> **Directive**:
Which of the lines below contain the word "jacket"? Copy out each of those lines in full.

-------- Dataset content

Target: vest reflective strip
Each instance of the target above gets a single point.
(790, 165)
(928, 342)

----------------
-------- Dataset content

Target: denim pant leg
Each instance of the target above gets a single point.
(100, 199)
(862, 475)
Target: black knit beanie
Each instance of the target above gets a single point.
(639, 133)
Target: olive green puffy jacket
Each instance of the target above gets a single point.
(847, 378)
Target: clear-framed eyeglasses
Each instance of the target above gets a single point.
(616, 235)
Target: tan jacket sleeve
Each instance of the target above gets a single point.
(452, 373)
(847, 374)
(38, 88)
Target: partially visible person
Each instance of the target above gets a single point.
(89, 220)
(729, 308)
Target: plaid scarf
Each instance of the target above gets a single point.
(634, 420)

----------------

> **The response**:
Target: olive green puffy jacket
Target: tan jacket sleeve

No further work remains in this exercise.